*Source records:*

+++

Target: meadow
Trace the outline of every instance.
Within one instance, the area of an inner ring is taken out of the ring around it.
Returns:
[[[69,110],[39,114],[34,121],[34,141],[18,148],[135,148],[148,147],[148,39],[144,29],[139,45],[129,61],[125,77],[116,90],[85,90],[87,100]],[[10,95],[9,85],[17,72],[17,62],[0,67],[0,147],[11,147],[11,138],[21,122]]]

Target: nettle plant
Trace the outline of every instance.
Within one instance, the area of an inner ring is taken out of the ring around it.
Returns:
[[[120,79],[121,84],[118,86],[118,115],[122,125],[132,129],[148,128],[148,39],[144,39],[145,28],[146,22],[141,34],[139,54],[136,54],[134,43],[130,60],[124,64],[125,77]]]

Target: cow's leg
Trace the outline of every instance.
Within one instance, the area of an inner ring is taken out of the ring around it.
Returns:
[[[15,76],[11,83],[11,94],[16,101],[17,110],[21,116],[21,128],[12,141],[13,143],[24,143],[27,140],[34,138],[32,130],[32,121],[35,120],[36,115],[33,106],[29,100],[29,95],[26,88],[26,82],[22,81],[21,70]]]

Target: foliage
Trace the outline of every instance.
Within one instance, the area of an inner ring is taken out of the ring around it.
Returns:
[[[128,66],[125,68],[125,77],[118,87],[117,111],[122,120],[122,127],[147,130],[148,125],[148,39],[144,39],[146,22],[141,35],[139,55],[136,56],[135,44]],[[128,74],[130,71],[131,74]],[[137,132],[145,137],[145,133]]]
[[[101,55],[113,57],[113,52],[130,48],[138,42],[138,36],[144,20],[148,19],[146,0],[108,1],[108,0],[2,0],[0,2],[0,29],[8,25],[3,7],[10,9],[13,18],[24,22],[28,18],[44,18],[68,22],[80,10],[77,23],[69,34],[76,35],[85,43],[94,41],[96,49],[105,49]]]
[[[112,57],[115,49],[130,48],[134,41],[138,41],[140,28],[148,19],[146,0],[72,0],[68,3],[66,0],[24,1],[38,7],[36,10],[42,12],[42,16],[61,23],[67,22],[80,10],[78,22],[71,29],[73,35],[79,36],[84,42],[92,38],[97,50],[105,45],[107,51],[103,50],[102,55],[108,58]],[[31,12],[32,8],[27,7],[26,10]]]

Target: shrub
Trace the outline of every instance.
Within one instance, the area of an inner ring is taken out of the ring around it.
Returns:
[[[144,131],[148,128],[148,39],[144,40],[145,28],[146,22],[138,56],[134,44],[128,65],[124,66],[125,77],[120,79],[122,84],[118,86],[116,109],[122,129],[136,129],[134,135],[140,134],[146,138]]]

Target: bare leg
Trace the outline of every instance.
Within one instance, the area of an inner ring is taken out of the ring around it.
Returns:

+++

Rewrite every line of the entries above as one numbered list, leaving out the blank lines.

*Right answer:*
1. Target: meadow
2. Trace the outline of every instance.
3. Within one instance, the area of an inner ring is taken out of the ring around it.
4. Returns:
5. [[[69,110],[39,114],[34,121],[34,141],[18,148],[135,148],[148,147],[148,39],[144,29],[139,45],[129,61],[125,77],[116,90],[85,90],[87,100]],[[10,95],[9,85],[17,72],[17,62],[0,67],[0,147],[11,147],[11,138],[21,122]]]
6. Target: nettle plant
7. Trace the outline of every instance.
8. Within one instance, the area of an inner ring is taken out of the ring around it.
9. Returns:
10. [[[120,79],[121,84],[118,86],[118,115],[122,125],[132,129],[148,128],[148,39],[144,39],[145,28],[146,22],[141,34],[139,54],[136,54],[134,43],[130,60],[124,64],[125,77]]]
11. Target: cow's leg
12. Trace the outline of every instance.
13. Within one instance, the area of an inner ring is taken out of the ring around it.
14. Returns:
15. [[[15,76],[11,83],[11,94],[16,101],[17,110],[21,116],[21,128],[12,141],[13,143],[24,143],[27,140],[34,138],[32,130],[32,121],[35,120],[36,115],[33,106],[29,100],[29,95],[26,88],[26,82],[22,81],[21,70]]]
16. Target: foliage
17. Trace the outline of every instance.
18. Within one instance, the area of an inner ring is taken out of the ring around it.
19. Returns:
20. [[[128,66],[125,68],[125,77],[118,87],[117,111],[122,120],[122,127],[147,130],[148,125],[148,39],[144,39],[146,22],[141,35],[139,55],[136,56],[135,44]],[[128,74],[130,71],[131,74]],[[137,132],[145,137],[145,133]]]
21. [[[101,55],[113,57],[113,52],[130,48],[138,42],[138,36],[144,20],[148,19],[146,0],[108,1],[108,0],[2,0],[0,2],[0,29],[8,25],[3,7],[10,9],[13,18],[24,22],[28,18],[44,18],[68,22],[80,10],[77,23],[69,34],[76,35],[85,43],[94,41],[96,49],[105,49]]]
22. [[[112,57],[115,49],[130,48],[134,41],[138,41],[140,28],[148,19],[146,0],[72,0],[68,3],[66,0],[24,1],[38,7],[36,10],[42,12],[42,16],[61,23],[67,22],[80,10],[78,22],[71,29],[73,35],[79,36],[84,42],[92,38],[97,50],[105,45],[107,51],[103,50],[102,55],[108,58]],[[31,12],[32,8],[27,7],[26,10]]]
23. Target: shrub
24. Trace the outline of every instance.
25. Within one instance, the area of an inner ring is taken out of the ring around it.
26. Returns:
27. [[[144,131],[148,128],[148,39],[144,40],[145,28],[146,22],[138,56],[134,44],[128,65],[124,66],[125,77],[120,79],[122,84],[118,86],[116,109],[122,129],[136,129],[134,135],[140,134],[146,138]]]
28. Target: bare leg
29. Trace the outline of every instance.
30. Within one instance, the area of an inner ring is taken out of the ring around it.
31. Returns:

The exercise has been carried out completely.